## Article
↓↓↓

Le cinquième livre de l’Éthique est une mise en pratique qui succède au long développement théorique exposé dans les quatre premiers livres. Celui-ci nous aura révélé que nous sommes des modes d’une substance globale – Dieu – qui ne cesse de varier selon des lois qui lui sont propres. Notre esprit est un mode, tout comme nos idées et nos affects. Notre bien-être dépend en dernier ressort d’une saine gestion de notre affectivité, qui permet une libération à l’égard des affects passifs et négatifs qui nous asservissent. Spinoza expose à présent concrètement la voie thérapeutique, en deux étapes, qu’il entend emprunter pour parvenir à cette libération qui rime avec béatitude.

Préambule – Article #24 de la catégorie Spinoscopia
L’article qui suit s’inscrit dans le cadre d’une analyse globale de l’Ethique de Spinoza, qui a débuté avec cet article. Pour une meilleure compréhension, je vous suggère d’en suivre l’ordre.
Conflit interne et nécessité de changement
La libération telle que la propose Spinoza se fonde sur le principe exposé dans les deux axiomes qui ouvrent le cinquième livre. Ceux-ci précisent que si un sujet est en proie à une contradiction interne (des actions contraires), un changement sera nécessaire pour pallier ce conflit. Ce changement se produira en vertu, on le sait, du rapport de forces qui existe entre les deux positions antagonistes. Et la puissance de chaque position sera elle-même déterminée par la puissance de la ou des causes qui l’ont déterminée.
En d’autres termes : lorsque nous sommes tiraillés par deux idées ou deux affects contraires, celui qui l’emportera sera (ou devrait être) celui qui nous paraît le mieux étayé sur base de la prise en compte de ses causes. Le conflit interne disparaîtra dès lors qu’il nous apparaîtra clairement et distinctement, par la comparaison des causes qui les ont déterminées, en quoi l’une des positions est supérieure à l’autre.
La dissonance cognitive selon Festinger
Le processus exposé ci-dessus entre dans le cadre de ce que Léon Festinger a observé et explicité dans sa Théorie de la dissonance cognitive (1957). Cette théorie affirme que nous cherchons toujours à minimiser les insupportables tensions internes qui résultent de contradictions entre nos idées, ou entre nos croyances. Ces tensions sont elles-mêmes à la base d’affects indéniablement négatifs, a fortiori si elles concernent des croyances qui nous sont particulièrement chères, voire vitales.
Nous cherchons prioritairement, instinctivement, à maintenir intacte en nous une structure cognitive stable et cohérente – à tel point que nous tordons fréquemment le cou à la réalité pour la faire cadrer avec notre système de pensées. Cette cohérence interne semble donc nous être plus chère que l’adéquation de notre pensée avec la logique ou avec les faits.

↑↑↑

## Consigne 1
D'après l'article sur Spinoza, sur quoi se fonde la libération qu'il propose ?
## Consigne 2
Recopiez mot pour mot le passage de l'article sur Spinoza compris entre « Nous cherchons prioritairement, instinctivement, à » et « avec les faits. », ces deux segments inclus.

Entrées de pointage d'objets étiquetés:
↓↓↓

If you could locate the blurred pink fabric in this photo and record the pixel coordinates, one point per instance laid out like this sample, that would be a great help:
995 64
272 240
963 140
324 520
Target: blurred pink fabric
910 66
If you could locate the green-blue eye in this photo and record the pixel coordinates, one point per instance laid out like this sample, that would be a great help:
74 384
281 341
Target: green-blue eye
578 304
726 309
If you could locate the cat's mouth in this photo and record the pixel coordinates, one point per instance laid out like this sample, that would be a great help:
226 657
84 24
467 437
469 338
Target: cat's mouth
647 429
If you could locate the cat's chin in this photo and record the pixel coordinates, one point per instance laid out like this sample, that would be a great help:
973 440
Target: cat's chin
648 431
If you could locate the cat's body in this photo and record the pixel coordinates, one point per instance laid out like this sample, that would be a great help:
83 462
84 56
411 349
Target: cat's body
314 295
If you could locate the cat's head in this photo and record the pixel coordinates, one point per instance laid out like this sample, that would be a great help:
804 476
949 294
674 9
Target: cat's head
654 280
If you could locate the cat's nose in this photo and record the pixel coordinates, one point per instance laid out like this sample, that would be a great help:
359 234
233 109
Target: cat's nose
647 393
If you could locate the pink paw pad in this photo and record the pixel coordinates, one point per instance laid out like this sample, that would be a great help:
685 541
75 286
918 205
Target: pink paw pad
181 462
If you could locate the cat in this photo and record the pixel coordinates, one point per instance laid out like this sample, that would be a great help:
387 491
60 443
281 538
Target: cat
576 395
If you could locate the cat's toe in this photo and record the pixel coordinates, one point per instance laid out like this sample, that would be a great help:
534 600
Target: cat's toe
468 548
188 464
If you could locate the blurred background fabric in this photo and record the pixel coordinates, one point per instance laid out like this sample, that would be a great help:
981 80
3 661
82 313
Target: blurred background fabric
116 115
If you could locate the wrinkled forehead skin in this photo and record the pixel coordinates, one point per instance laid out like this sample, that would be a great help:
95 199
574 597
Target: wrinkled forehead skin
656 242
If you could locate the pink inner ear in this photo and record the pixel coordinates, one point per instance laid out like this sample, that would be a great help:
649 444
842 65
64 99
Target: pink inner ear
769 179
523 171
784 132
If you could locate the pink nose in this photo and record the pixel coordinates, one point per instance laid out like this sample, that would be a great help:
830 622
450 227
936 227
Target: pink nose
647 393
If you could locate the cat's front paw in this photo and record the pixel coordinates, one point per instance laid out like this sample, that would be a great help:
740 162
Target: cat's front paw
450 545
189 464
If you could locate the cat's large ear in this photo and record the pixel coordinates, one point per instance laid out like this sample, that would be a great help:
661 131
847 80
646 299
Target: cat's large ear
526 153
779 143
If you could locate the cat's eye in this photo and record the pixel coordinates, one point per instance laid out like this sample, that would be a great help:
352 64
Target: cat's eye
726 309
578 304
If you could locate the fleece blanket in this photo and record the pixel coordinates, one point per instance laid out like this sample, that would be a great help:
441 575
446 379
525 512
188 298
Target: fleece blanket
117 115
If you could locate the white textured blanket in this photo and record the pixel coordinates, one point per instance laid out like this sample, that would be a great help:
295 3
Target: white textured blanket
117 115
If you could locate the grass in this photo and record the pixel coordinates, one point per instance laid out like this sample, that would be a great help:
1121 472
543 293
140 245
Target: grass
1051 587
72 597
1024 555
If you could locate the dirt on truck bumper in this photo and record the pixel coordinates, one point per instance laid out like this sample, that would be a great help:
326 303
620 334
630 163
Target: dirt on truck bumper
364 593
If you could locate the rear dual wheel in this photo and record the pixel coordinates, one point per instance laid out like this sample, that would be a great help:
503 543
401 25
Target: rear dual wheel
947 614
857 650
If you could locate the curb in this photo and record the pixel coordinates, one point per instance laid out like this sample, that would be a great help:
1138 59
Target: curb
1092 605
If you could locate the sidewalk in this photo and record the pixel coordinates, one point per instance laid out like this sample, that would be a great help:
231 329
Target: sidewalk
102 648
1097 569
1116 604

↑↑↑

## Réponse détaillée 1
Elle se fonde sur le principe exposé dans les deux axiomes qui ouvrent le cinquième livre de l'Éthique.

## Réponse détaillée 2
Nous cherchons prioritairement, instinctivement, à maintenir intacte en nous une structure cognitive stable et cohérente – à tel point que nous tordons fréquemment le cou à la réalité pour la faire cadrer avec notre système de pensées. Cette cohérence interne semble donc nous être plus chère que l’adéquation de notre pensée avec la logique ou avec les faits.